:: Written request A ::
According to the article on the Peer Gynt Award, how many of the entries were written by women?
:: Written request B ::
From the Peer Gynt Award article, output everything from "Mawu President Sambalikagwa" down to "the Mawu president.".
:: Written request C ::
Summarize the article on the Peer Gynt Award in two sentences.

:: Source text ::
## Start
Malawi Writers Union (Mawu) has received 41 entries for the K4.5 million Peer Gynt Award competition which this year has focused on children's stories.
The competition's deadline was extended to end February to give a chance to more writers to enter the contest which last year was running at the budget of K8 million and saw Lilongwe based writer Shadreck Chikoti come out the victor pocketing K500,000.
Mawu President Sambalikagwa Mvona said out of the 41 entries that they received; nine have been authored by women which is still a concern.
Last year Mvona also expressed concern with women participation which saw only one making it to the final round.
"Almost half of the entries bear rural settings. This I believe is the dream of the organisers of the contest although I wish we had more women as men have always dominated," said the Mawu president.
Mvona also revealed that three judges namely Jonathan Thathwe Mbuna, Gertrude Kabwazi and Leona Chilemba will scrutinise the 41 entries to come out with the best 12 manuscripts.
## End
:: Source material ::
## Start
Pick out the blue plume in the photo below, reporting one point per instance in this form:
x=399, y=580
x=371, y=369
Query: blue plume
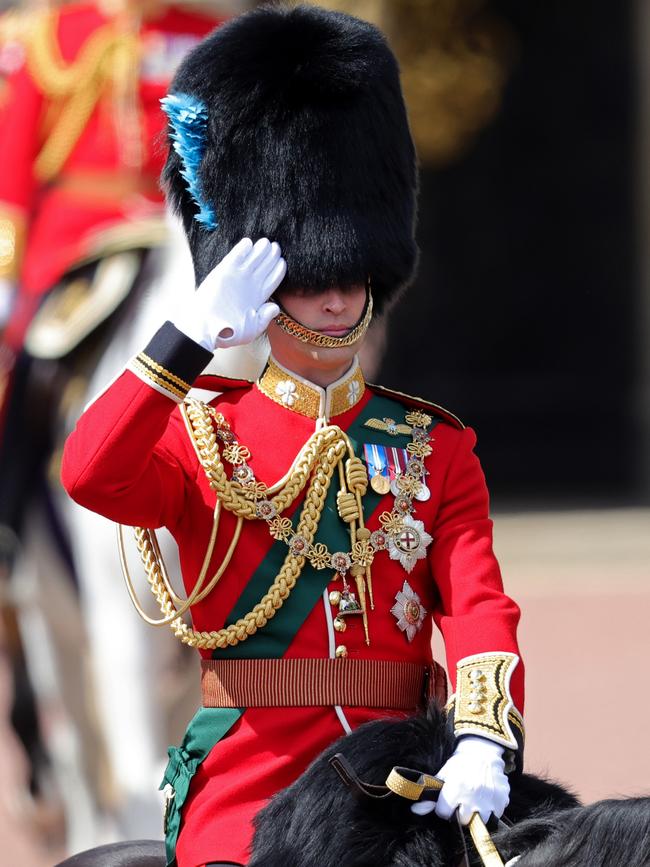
## End
:: Result A ::
Nine.

:: Result B ::
Mawu President Sambalikagwa Mvona said out of the 41 entries that they received; nine have been authored by women which is still a concern.
Last year Mvona also expressed concern with women participation which saw only one making it to the final round.
"Almost half of the entries bear rural settings. This I believe is the dream of the organisers of the contest although I wish we had more women as men have always dominated," said the Mawu president.

:: Result C ::
The Malawi Writers Union has received 41 entries for the K4.5 million Peer Gynt Award, which this year focuses on children's stories and had its deadline extended to the end of February. Union President Sambalikagwa Mvona said only nine entries were written by women, which remains a concern, and three judges will review the entries to pick the best 12 manuscripts.